# Our new puppy!



## susanaproenca (Aug 14, 2010)

Hey everyone, this is Marvin!  

Marvin is a rescue from Ohio. He came to us yesterday, all the way to Massachusetts. He is a 4 months old Feist/Jack Russel mix.


----------



## fracturedcircle (May 31, 2010)

awe, a puppy!


----------



## Jen.Uh.Fur (Mar 29, 2011)

VERY cute.

But what's a feist?


----------



## susanaproenca (Aug 14, 2010)

Jen.Uh.Fur said:


> VERY cute.
> 
> But what's a feist?


it's a southern farm dog.


----------



## LarryT (May 12, 2009)

He's adorable  looks like he is tired from the long trip. Did he fly or ride?


----------



## susanaproenca (Aug 14, 2010)

LarryT said:


> He's adorable  looks like he is tired from the long trip. Did he fly or ride?


He rode, 14 hours travel I think. When he first got here he still had A LOT of energy! It took him hours of playing to start feeling tired, same thing today. I'm actually only able to photograph him when he gets tired at night, during the day he won't sit still for a minute. :roll:


----------



## abrowndog (Nov 26, 2010)

Cute!


----------



## Hedgieonboard (Nov 15, 2009)

Congrats and how great of you to take him in! He is an adorable puppy


----------



## shetland (Sep 2, 2008)

He is wonderful. You are so very lucky. Such a handsome lad! I have not yet come to terms with the loss of my beautiful and gentle Skeeter. Love him every day and he will love you without question. I wish the both of you luck, happiness, fun and a long life together.


----------



## rivoli256 (Mar 1, 2009)

congratulations!   i love his sleepy puppy look.


----------



## MissC (Nov 15, 2010)

(Records from a collection)
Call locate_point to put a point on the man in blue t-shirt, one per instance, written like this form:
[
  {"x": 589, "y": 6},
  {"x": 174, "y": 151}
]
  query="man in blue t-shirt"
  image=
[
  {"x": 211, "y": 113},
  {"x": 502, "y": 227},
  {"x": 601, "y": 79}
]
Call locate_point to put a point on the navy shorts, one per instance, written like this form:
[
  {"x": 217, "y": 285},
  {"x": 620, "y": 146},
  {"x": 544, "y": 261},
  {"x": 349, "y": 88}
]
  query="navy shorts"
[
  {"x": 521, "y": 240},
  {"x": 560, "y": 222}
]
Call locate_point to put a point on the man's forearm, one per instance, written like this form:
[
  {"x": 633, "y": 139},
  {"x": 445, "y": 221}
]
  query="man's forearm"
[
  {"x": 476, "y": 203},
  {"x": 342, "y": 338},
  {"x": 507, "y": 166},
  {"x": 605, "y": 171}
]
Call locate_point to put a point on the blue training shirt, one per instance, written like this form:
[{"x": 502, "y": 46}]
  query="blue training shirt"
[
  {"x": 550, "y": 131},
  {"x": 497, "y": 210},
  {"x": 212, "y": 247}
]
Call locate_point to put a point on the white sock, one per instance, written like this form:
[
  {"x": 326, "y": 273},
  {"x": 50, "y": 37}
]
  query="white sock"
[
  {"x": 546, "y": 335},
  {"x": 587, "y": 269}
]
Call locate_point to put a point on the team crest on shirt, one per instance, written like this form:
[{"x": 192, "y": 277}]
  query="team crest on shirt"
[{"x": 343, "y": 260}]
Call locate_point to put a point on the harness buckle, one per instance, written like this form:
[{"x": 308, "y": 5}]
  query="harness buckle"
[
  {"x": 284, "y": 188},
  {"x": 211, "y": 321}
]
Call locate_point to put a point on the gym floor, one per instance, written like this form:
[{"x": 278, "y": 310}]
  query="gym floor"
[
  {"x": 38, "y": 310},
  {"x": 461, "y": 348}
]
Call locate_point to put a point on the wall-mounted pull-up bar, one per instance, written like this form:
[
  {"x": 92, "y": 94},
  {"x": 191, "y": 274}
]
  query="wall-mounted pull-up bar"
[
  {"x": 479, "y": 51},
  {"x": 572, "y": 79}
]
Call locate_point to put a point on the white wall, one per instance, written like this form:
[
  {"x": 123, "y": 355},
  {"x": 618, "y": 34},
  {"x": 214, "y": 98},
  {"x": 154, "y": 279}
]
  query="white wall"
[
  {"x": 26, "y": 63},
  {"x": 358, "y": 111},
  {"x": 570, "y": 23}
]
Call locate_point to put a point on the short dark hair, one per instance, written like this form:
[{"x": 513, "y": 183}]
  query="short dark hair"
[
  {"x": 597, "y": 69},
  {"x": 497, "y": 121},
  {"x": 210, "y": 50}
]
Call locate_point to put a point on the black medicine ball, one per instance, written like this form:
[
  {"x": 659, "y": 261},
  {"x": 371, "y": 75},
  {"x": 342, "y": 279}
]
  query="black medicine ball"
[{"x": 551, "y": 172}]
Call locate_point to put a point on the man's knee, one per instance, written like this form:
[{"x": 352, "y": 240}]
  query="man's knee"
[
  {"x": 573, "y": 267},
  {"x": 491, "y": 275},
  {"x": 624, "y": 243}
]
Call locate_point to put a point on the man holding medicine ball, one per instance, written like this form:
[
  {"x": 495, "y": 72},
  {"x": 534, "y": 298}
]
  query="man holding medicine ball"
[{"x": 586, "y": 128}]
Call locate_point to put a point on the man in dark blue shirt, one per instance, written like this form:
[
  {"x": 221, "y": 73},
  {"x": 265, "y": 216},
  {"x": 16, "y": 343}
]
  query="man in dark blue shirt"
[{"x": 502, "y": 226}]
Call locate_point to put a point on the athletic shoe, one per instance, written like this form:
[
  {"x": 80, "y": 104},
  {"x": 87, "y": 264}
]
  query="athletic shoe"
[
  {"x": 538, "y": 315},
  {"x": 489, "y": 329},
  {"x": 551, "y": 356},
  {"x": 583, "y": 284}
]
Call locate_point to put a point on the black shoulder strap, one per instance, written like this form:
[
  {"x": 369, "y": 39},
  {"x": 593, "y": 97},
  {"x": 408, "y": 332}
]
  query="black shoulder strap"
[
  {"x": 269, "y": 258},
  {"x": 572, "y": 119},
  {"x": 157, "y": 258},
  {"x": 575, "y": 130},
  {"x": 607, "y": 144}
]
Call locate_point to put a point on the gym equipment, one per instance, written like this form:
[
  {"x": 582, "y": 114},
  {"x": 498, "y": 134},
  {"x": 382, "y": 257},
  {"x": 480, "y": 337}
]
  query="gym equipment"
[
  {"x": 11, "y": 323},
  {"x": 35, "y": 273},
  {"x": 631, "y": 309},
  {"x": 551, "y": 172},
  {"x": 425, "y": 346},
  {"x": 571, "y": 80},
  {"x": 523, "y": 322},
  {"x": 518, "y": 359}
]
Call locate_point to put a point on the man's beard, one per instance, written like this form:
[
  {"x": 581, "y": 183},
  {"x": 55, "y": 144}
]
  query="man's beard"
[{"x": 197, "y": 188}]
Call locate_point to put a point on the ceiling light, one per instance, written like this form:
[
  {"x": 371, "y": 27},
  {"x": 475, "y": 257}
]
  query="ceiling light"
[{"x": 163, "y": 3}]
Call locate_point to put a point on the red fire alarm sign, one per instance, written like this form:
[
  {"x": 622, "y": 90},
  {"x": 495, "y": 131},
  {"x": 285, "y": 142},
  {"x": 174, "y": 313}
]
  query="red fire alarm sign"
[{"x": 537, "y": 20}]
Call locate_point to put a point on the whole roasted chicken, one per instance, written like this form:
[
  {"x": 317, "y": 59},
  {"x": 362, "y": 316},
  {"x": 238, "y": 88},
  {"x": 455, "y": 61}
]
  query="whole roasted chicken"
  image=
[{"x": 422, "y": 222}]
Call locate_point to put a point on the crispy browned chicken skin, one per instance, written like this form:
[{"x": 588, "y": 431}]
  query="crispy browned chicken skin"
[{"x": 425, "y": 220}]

◆ TASK LIST
a) Could you rewrite everything in the records from the line containing "Call locate_point to put a point on the crispy" down to the end of the records, requests included, shifting every coordinate in the answers by -21?
b) Can you go on with the forum thread about the new puppy from where it stops?

◆ EXERCISE RESPONSES
a)
Call locate_point to put a point on the crispy browned chicken skin, one per instance, written like this form:
[{"x": 588, "y": 431}]
  query="crispy browned chicken skin"
[{"x": 404, "y": 199}]

b)
A Jack Russell mix? Yowza. :lol: 

I dog-sit a Jack Russell every week and, even at 9 years old, she still wants to play tug-of-war aaaaaaall day. Luckily, we understand each other: now she loves napping and hanging out on the couch with me and saves up all of her energy for when Jamie comes home for lunch so she can play non-stop. :lol: Even after watching her make her rounds playing with every person in the room, I have never seen her get tired...she has fallen asleep with the rope or sock or whatever in her mouth, but try to remove it and she's BACK! She. never. stops.

And smart??!! Waaaaaaaaaaaaay too smart for her own good! You're going to love him!!


----------



## Sunflowerseeds (Mar 3, 2011)

Aww, he's adorable! Congratulations!


----------



## PJM (May 7, 2010)

He's beautiful!! I bet you're having so much fun with him!


----------



## vbno1 (Mar 27, 2011)

my hedgies name is Marvin :lol: :lol: :lol: :lol: :lol: :lol: :lol:


----------



## susanaproenca (Aug 14, 2010)

Thanks for all the nice comments.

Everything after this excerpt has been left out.